• YOUR INSTRUCTIONS
Without the pictures, output all of the data exactly.

Source records
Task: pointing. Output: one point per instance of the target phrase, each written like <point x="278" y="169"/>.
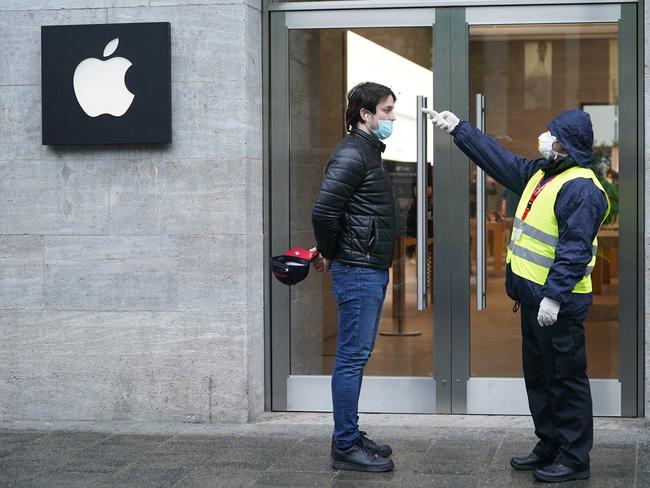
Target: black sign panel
<point x="106" y="84"/>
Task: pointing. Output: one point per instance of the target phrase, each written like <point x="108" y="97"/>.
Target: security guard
<point x="550" y="257"/>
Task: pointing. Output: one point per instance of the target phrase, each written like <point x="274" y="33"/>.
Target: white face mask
<point x="545" y="146"/>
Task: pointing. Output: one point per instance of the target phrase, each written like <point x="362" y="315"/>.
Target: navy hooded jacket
<point x="579" y="208"/>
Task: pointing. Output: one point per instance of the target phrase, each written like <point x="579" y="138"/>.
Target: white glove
<point x="548" y="310"/>
<point x="443" y="120"/>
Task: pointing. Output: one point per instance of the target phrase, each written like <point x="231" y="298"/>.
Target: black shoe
<point x="556" y="473"/>
<point x="382" y="450"/>
<point x="359" y="458"/>
<point x="530" y="462"/>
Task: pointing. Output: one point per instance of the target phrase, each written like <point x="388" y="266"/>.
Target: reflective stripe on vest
<point x="531" y="251"/>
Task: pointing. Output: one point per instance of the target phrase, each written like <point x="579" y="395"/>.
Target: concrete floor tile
<point x="290" y="479"/>
<point x="140" y="442"/>
<point x="134" y="476"/>
<point x="65" y="479"/>
<point x="98" y="461"/>
<point x="458" y="456"/>
<point x="163" y="460"/>
<point x="21" y="469"/>
<point x="211" y="476"/>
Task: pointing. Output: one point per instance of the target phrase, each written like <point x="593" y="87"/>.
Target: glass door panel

• EXERCISE ANSWER
Task: pointing. Output: one point per instance of the target phrase, each written like <point x="278" y="169"/>.
Target: black sign panel
<point x="106" y="84"/>
Task: pointing. Output: one point per instance of the target phrase, each written like <point x="108" y="97"/>.
Target: security guard
<point x="550" y="257"/>
Task: pointing. Output: one point per instance of the target phrase, each written like <point x="274" y="33"/>.
Target: white face mask
<point x="545" y="146"/>
Task: pointing. Output: one point per instance of the target phrase, each written like <point x="362" y="315"/>.
Target: navy hooded jacket
<point x="579" y="208"/>
Task: pointing. Output: one point per instance of the target phrase, each written like <point x="579" y="138"/>.
Target: white glove
<point x="548" y="310"/>
<point x="443" y="120"/>
Task: pointing. Output: one point per instance of the target phrase, each written like <point x="231" y="298"/>.
Target: black shoe
<point x="556" y="473"/>
<point x="382" y="450"/>
<point x="359" y="458"/>
<point x="530" y="462"/>
Task: pointing. Output: one point per instance of the target phrase, each written like <point x="388" y="266"/>.
Target: reflective stripe on vest
<point x="531" y="251"/>
Task: pointing. Output: one point per instance of the target phrase, each written like <point x="579" y="395"/>.
Target: concrete floor tile
<point x="290" y="479"/>
<point x="140" y="442"/>
<point x="134" y="476"/>
<point x="65" y="479"/>
<point x="98" y="461"/>
<point x="458" y="456"/>
<point x="163" y="460"/>
<point x="21" y="469"/>
<point x="211" y="476"/>
Task: pointing. Output: one point per instance of the target phrase, each written like <point x="593" y="87"/>.
Target: glass door panel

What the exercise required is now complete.